◆ EXERCISE OBJECTIVE ◆
Pick out every line in the rows below that contains the word "porch" and copy each such line in full.

◆ THE INPUT ◆
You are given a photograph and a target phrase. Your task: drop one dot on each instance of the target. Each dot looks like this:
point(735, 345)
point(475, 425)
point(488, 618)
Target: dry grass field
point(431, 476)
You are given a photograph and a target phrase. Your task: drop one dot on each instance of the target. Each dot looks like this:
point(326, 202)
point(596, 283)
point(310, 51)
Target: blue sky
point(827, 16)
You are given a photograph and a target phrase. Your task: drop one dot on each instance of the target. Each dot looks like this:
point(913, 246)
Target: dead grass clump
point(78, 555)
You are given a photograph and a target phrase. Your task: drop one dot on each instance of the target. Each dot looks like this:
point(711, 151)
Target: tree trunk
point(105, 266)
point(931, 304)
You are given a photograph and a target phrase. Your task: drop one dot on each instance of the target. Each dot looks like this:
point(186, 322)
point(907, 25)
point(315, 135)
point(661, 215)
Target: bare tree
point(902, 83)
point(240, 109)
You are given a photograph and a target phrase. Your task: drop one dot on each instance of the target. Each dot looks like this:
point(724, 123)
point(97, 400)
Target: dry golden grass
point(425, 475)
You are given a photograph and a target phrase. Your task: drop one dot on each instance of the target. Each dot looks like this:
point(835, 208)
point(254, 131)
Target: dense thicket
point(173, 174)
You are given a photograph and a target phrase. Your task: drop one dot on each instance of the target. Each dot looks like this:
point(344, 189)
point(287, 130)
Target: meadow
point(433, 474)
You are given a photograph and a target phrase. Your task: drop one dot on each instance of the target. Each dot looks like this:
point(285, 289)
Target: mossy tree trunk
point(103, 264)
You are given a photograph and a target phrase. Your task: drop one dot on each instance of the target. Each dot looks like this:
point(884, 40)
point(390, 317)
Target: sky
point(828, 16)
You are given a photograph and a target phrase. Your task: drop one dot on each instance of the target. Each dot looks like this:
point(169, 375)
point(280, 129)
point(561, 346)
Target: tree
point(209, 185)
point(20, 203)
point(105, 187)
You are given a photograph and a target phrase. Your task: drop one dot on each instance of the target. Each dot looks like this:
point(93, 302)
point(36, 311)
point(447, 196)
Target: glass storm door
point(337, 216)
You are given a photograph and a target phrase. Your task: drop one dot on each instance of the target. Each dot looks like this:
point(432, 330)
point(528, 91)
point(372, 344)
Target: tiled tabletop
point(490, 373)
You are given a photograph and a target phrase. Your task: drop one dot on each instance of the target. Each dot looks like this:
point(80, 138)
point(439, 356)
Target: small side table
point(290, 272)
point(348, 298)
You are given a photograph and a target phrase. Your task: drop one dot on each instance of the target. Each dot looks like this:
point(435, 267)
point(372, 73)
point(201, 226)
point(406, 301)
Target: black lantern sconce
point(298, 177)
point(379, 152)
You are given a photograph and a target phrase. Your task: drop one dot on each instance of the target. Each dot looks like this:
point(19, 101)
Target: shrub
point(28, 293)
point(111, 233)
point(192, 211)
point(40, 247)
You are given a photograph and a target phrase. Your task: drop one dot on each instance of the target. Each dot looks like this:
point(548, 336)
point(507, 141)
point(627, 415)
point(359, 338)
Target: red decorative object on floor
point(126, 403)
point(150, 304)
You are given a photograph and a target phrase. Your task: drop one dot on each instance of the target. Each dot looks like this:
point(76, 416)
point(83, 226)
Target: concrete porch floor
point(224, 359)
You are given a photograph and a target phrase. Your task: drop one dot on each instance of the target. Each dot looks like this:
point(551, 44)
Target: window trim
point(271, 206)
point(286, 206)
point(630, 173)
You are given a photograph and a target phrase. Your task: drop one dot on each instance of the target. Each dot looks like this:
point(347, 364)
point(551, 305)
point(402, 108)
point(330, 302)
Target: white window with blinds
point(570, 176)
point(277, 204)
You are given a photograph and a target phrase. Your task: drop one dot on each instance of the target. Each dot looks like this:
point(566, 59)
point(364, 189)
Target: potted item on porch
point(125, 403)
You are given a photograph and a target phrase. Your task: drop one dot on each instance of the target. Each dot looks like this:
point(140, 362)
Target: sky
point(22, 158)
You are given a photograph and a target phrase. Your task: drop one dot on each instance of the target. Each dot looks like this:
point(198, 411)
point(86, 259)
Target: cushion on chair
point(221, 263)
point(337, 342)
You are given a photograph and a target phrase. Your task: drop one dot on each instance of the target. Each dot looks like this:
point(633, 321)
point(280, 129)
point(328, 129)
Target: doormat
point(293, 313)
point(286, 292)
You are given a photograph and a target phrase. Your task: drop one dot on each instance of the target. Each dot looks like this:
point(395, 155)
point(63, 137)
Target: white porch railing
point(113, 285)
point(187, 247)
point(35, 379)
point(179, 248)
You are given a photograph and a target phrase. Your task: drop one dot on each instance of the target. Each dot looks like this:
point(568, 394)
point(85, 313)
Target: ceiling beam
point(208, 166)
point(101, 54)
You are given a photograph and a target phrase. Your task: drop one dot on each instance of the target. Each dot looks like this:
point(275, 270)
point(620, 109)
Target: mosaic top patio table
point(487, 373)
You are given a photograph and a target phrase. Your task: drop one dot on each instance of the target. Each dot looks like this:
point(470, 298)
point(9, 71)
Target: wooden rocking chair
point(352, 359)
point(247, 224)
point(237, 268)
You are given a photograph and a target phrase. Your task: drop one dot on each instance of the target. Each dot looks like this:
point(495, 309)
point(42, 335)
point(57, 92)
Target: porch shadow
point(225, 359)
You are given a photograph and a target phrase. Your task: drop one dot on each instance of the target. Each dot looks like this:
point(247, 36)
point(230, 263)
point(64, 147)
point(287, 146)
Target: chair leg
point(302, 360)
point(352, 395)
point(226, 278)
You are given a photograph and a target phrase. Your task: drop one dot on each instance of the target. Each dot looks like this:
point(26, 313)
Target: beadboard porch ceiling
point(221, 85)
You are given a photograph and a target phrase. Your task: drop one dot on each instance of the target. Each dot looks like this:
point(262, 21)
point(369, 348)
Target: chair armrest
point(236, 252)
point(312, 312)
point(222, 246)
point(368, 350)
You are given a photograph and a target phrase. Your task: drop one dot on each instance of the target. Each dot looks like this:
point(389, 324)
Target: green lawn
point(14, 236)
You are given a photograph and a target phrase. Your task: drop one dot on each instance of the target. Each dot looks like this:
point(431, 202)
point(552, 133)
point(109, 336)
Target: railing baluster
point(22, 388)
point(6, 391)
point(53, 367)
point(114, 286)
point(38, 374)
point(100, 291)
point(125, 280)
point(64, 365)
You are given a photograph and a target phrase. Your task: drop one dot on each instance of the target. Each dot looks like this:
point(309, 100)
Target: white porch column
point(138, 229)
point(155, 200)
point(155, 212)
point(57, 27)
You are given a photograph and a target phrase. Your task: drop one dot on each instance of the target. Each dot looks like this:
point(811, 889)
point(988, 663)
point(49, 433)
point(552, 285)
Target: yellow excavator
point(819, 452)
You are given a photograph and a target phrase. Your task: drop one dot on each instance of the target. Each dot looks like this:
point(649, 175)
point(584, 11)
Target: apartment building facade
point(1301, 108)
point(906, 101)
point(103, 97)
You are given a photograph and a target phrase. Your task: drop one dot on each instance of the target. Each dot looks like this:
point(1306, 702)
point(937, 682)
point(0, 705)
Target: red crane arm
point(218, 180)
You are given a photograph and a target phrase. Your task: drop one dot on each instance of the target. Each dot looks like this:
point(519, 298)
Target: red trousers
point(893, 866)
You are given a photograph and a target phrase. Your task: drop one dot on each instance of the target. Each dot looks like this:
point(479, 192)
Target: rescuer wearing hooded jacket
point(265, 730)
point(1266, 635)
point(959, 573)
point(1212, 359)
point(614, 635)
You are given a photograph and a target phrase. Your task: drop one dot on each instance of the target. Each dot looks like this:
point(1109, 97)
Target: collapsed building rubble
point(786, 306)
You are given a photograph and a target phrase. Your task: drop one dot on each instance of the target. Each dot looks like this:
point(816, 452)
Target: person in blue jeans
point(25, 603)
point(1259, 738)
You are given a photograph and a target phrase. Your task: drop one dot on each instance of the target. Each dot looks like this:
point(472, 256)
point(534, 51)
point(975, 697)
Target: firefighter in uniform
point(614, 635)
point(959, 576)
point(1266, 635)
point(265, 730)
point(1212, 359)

◆ RESPONSE TO THIS EXERCISE ◆
Target: concrete porch floor
Target: potted item on porch
Target: white porch railing
Target: porch shadow
Target: beadboard porch ceiling
Target: white porch column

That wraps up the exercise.